_TASK REQUIREMENTS_.
Turn each line of the records below into a row of a Markdown table with the columns Row and Line, numbering the rows and skipping blank lines. Leave the pictures out of the table.

_RECORDED INFORMATION_.

╭──

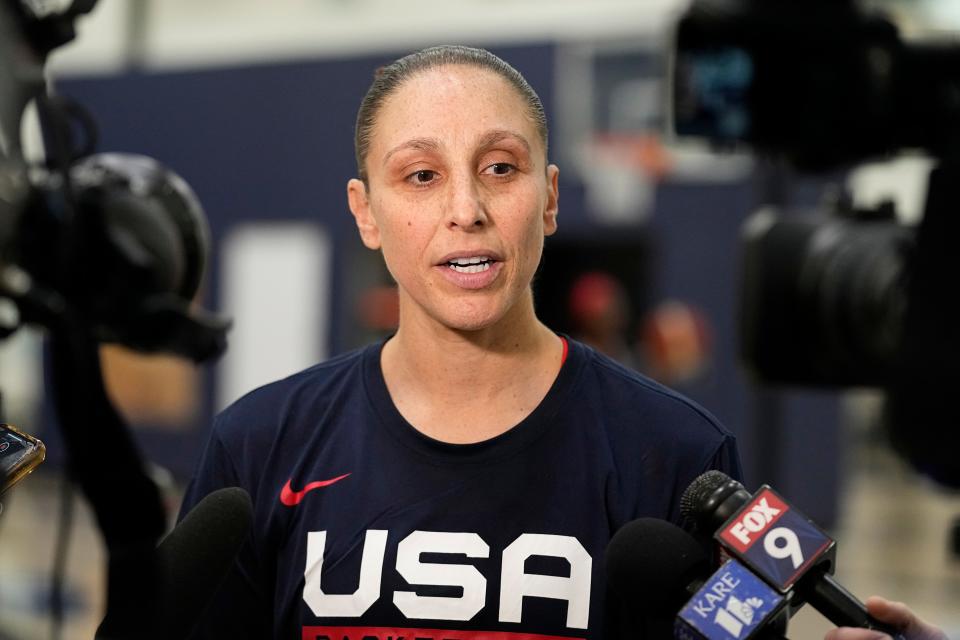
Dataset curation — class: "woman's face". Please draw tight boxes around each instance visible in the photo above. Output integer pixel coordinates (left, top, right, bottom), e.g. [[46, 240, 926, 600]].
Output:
[[348, 65, 558, 330]]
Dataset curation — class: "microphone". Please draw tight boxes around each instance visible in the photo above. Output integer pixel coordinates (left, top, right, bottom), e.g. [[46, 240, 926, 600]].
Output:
[[680, 470, 902, 640], [605, 518, 710, 618], [605, 518, 787, 639], [95, 487, 253, 640], [673, 558, 790, 640]]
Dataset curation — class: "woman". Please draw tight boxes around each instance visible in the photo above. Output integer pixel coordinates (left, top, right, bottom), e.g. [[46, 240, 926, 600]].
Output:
[[183, 46, 740, 639]]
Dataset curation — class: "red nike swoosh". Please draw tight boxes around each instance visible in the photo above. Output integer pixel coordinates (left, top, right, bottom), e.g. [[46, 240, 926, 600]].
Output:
[[280, 473, 350, 507]]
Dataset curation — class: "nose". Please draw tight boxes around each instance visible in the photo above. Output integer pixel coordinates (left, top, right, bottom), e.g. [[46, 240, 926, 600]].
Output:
[[446, 175, 489, 230]]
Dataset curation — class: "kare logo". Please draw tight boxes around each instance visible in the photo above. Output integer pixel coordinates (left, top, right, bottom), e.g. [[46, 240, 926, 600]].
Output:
[[675, 560, 784, 640]]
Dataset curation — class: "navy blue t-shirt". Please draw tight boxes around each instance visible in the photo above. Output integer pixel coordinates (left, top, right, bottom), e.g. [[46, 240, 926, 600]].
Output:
[[181, 340, 741, 640]]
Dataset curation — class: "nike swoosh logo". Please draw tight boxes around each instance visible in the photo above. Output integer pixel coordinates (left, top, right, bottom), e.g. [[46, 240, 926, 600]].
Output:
[[280, 473, 350, 507]]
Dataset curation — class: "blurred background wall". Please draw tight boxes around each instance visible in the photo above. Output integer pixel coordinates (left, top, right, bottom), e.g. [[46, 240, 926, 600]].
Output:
[[0, 0, 960, 637]]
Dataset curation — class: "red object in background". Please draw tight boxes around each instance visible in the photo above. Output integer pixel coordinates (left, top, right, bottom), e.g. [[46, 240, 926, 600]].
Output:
[[640, 300, 712, 384]]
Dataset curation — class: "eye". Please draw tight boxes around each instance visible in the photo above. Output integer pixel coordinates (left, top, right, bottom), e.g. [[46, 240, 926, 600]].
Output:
[[483, 162, 517, 176], [407, 169, 437, 185]]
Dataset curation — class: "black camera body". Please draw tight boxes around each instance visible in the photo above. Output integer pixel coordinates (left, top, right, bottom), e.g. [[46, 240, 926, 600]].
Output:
[[671, 0, 960, 486], [0, 0, 229, 362]]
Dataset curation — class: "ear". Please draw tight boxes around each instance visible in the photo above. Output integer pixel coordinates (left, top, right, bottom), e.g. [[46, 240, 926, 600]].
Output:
[[347, 178, 380, 249], [543, 164, 560, 236]]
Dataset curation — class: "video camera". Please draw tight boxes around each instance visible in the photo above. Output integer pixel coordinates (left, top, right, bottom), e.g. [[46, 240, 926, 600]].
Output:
[[671, 0, 960, 486], [0, 0, 232, 639], [0, 0, 229, 362]]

╰──

_EXERCISE SOLUTION_.
| Row | Line |
|---|---|
| 1 | Dataset curation — class: "woman's face". Please draw tight boxes around each instance visible in the photo above. Output integer pixel coordinates (left, top, right, bottom), e.g. [[46, 240, 926, 600]]. |
| 2 | Output: |
| 3 | [[348, 65, 558, 330]] |
| 4 | Dataset curation — class: "microphone". Please draw tight boxes around each instance visible in the photo above. Output integer pixel coordinates (left, top, right, bottom), e.g. [[46, 240, 926, 600]]. |
| 5 | Output: |
| 6 | [[680, 470, 902, 640], [605, 518, 710, 618], [605, 518, 787, 639], [95, 487, 253, 640], [673, 558, 790, 640]] |
| 7 | Dataset curation — class: "woman". Please draw tight boxes around each instance visible in the photo above. Output integer pixel coordinates (left, top, right, bottom), e.g. [[46, 240, 926, 600]]. |
| 8 | Output: |
| 9 | [[183, 46, 740, 639]] |
| 10 | Dataset curation — class: "red nike swoosh". Please draw tight boxes around each instance visible in the photo above. Output integer pixel coordinates (left, top, right, bottom), e.g. [[46, 240, 926, 600]]. |
| 11 | Output: |
| 12 | [[280, 473, 350, 507]] |
| 13 | Dataset curation — class: "nose". Please draw tight boxes around each instance visible in the photo above. Output integer pixel coordinates (left, top, right, bottom), e.g. [[46, 240, 926, 600]]. |
| 14 | Output: |
| 15 | [[446, 175, 489, 230]] |
| 16 | Dataset curation — class: "kare logo". Please draw tight boxes around each instance visible in the photo above. Output integer pixel coordinates (left, top, right, bottom), e.g. [[46, 240, 926, 600]]. |
| 17 | Output: |
| 18 | [[675, 560, 784, 640]] |
| 19 | Dataset curation — class: "navy blue t-shirt". Please draw tight boxes around each instance visible in the photo above. Output integer pixel coordinates (left, top, right, bottom), e.g. [[46, 240, 926, 600]]. |
| 20 | Output: |
| 21 | [[181, 340, 741, 640]] |
| 22 | Dataset curation — class: "nike swoosh logo". Please draw tight boxes around each instance visible in the photo above. Output integer pixel coordinates (left, top, right, bottom), e.g. [[46, 240, 926, 600]]. |
| 23 | Output: |
| 24 | [[280, 473, 350, 507]] |
| 25 | Dataset curation — class: "blurred background wall". Please draw tight boxes around each instance visible in the photo above. Output integer pixel coordinates (left, top, right, bottom), e.g. [[46, 240, 926, 600]]. |
| 26 | Output: |
| 27 | [[0, 0, 960, 637]] |
| 28 | Dataset curation — class: "red object in background". Please draw tight boxes around each instance visible in the photo above. Output integer pixel coordinates (left, top, right, bottom), e.g. [[46, 240, 926, 600]]. |
| 29 | Output: |
| 30 | [[640, 300, 712, 384]] |
| 31 | Dataset curation — class: "eye". Please draw tight boxes around each instance visible in the photo above. Output integer pixel coordinates (left, top, right, bottom), e.g. [[46, 240, 926, 600]]. |
| 32 | Output: |
| 33 | [[483, 162, 517, 176], [407, 169, 437, 185]] |
| 34 | Dataset curation — class: "black camera body". Please draw tight boxes around each instance visible in the photo above. Output integer pixel coordinates (left, top, right, bottom), e.g. [[46, 240, 926, 600]]. |
| 35 | Output: |
| 36 | [[671, 0, 960, 486], [0, 0, 229, 362]] |
| 37 | Dataset curation — class: "ear". Please draw tight boxes around each instance visible in the photo above. Output integer pixel coordinates (left, top, right, bottom), e.g. [[46, 240, 926, 600]]. |
| 38 | Output: |
| 39 | [[347, 178, 380, 249], [543, 164, 560, 236]] |
| 40 | Dataset curation — class: "video camera". Please draw tight boxes around each instance visible in the photo above. Output integer pixel coordinates (left, top, right, bottom), e.g. [[46, 240, 926, 600]]. |
| 41 | Output: |
| 42 | [[671, 0, 960, 486], [0, 0, 232, 639], [0, 0, 229, 362]] |